**EXCERPT**:

■ ■ ■ ■ ■ ■ ■

And here's the output if CUDA is available:

CUDA is available, using default CUDA device.
net: Net(
  (fc1): torch::nn::Linear(in_features=1, out_features=10, bias=true)
  (fc2): torch::nn::Linear(in_features=10, out_features=10, bias=true)
  (fc3): torch::nn::Linear(in_features=10, out_features=2, bias=true)
)
x:  0.8651
[ CUDAFloatType{1,1} ]
y:  0.8518  0.9766
[ CUDAFloatType{1,2} ]
y_pred: -0.1346  0.4346
[ CUDAFloatType{1,2} ]
Training finished!
y_pred:  0.8518  0.9766
[ CUDAFloatType{1,2} ]

This is straight-forward as well. We create a ModuleHolder for our Net so that we can write net(x), which is completely optional. We could easily have defined net as Net net(10) and just use net.forward(x) instead. We create an optimizer with a learning rate of 0.01 and give it the parameters of our network. We then create arbitrary data tensors x and y. In the training loop, we compute the loss, propagate it backwards to compute gradients the parameters, update the parameters with the optimizer, and zero the gradients. After training is done, we see that the network has learned to output the same values as y when given x.

■ ■ ■ ■ ■ ■ ■

**PROVIDED DATA**:
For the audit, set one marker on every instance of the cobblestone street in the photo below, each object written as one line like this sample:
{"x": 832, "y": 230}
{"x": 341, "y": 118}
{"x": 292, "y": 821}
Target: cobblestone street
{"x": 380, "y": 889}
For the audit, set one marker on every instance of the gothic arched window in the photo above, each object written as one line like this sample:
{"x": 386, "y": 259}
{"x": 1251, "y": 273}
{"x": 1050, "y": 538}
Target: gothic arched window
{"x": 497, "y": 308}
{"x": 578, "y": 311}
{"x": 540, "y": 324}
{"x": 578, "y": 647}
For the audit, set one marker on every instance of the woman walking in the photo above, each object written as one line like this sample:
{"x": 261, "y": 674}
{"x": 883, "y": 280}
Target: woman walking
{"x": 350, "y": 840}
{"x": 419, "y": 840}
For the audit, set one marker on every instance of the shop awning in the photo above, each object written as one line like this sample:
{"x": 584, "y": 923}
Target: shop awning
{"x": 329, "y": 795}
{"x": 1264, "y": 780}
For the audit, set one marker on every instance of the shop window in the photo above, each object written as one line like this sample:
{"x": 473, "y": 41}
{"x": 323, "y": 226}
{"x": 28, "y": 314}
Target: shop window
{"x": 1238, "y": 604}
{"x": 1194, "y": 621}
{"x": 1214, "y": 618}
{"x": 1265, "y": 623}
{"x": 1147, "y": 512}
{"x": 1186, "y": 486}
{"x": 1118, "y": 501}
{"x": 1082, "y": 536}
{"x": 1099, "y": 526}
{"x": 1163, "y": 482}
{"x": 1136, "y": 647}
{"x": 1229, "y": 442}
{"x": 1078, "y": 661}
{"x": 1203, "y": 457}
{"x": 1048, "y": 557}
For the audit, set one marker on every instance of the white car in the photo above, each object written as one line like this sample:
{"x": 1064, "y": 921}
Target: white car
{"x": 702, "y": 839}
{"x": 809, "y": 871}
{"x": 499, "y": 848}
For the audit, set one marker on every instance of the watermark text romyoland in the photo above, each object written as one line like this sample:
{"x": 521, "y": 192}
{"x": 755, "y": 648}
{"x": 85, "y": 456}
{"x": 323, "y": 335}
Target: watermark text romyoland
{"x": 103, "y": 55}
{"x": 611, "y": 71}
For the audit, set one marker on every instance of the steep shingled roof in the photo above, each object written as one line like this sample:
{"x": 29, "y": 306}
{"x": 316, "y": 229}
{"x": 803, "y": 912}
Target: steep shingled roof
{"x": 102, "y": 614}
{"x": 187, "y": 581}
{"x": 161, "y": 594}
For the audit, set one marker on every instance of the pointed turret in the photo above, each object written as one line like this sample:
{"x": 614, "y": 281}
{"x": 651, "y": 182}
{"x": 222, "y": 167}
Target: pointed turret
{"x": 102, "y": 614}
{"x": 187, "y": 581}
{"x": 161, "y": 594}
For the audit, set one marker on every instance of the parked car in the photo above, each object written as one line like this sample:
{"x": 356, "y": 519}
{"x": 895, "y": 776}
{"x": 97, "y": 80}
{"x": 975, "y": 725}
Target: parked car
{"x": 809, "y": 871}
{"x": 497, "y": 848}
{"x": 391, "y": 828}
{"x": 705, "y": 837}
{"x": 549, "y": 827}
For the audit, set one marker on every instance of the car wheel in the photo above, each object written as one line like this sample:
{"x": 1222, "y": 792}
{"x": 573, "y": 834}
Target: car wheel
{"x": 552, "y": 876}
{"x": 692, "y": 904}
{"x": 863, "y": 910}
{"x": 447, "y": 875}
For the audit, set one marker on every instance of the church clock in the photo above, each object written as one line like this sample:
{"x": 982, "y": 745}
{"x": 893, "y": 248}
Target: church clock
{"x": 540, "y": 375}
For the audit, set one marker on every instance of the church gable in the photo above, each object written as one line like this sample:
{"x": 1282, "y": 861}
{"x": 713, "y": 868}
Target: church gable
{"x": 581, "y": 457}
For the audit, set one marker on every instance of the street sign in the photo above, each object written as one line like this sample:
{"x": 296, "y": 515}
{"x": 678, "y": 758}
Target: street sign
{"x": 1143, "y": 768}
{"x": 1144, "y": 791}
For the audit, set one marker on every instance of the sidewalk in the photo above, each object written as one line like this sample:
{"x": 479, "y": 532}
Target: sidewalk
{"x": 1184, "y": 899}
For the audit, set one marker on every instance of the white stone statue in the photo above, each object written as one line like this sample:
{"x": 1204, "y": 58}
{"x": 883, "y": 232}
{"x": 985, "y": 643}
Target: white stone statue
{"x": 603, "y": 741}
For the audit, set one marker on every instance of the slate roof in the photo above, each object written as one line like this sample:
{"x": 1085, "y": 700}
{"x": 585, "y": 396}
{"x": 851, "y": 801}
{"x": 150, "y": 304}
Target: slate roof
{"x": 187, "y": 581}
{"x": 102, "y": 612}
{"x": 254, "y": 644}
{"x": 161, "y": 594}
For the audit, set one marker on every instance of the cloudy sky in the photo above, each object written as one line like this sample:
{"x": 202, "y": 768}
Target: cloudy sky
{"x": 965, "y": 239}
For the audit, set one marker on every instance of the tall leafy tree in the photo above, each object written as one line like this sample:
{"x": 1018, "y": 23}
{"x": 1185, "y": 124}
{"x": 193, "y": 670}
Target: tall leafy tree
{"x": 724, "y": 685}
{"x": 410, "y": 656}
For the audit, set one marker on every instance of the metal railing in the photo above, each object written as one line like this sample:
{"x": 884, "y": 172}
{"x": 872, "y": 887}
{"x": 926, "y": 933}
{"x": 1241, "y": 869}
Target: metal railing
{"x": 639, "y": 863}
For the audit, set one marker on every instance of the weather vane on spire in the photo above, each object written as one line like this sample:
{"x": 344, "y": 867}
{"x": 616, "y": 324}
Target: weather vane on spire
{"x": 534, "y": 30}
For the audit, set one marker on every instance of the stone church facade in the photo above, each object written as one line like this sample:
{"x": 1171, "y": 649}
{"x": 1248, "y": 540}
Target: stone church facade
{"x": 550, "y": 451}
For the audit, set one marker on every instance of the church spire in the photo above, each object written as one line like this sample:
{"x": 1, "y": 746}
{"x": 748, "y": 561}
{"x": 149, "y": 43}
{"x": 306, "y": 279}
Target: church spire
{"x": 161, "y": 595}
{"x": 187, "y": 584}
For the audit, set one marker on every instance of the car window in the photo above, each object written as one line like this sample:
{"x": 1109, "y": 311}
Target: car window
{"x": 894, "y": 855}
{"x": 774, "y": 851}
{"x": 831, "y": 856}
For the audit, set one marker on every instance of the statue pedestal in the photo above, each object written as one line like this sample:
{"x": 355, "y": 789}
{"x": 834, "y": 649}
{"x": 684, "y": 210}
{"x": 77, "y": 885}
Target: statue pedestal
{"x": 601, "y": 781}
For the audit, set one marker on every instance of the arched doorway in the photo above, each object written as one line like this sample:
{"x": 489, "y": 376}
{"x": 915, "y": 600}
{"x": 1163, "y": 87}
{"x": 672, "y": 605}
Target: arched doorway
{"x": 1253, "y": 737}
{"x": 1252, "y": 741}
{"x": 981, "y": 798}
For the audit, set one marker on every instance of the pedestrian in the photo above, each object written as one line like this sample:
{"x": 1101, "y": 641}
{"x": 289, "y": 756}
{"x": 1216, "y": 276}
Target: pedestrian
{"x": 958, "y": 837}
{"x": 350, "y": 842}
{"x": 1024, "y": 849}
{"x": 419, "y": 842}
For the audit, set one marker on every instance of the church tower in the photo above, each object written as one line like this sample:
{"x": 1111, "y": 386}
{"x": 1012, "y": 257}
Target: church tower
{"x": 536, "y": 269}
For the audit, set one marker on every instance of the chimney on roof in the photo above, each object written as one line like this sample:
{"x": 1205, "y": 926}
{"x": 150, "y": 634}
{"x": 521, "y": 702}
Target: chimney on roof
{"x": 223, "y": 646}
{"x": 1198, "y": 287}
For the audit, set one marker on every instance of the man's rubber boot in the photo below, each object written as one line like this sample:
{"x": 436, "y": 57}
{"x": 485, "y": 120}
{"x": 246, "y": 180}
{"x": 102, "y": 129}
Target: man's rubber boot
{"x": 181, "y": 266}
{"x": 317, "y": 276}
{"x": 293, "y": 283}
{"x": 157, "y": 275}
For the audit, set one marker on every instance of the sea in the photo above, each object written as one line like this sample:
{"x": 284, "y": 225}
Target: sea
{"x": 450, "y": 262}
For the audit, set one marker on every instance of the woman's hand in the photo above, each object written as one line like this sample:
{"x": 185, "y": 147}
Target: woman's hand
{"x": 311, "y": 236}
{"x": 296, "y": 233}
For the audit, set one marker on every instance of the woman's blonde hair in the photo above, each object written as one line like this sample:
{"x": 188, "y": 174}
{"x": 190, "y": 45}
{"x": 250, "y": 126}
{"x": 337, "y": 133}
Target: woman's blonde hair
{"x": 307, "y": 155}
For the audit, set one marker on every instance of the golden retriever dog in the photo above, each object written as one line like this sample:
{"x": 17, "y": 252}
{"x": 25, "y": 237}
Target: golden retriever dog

■ ■ ■ ■ ■ ■ ■

**AIM OF THE EXERCISE**:
Decide whether each statement agrees with the training excerpt. Answer yes or no for each and quote the words from the excerpt that decide it.
1. The optimizer uses a learning rate of 0.01.
2. A ModuleHolder is needed in order to run the network.
3. After training, the network outputs the same values as y when given x.

**EXERCISE OUTPUT**:
1. Yes: "We create an optimizer with a learning rate of 0.01 and give it the parameters of our network."
2. No: "We create a ModuleHolder for our Net so that we can write net(x), which is completely optional."
3. Yes: "After training is done, we see that the network has learned to output the same values as y when given x."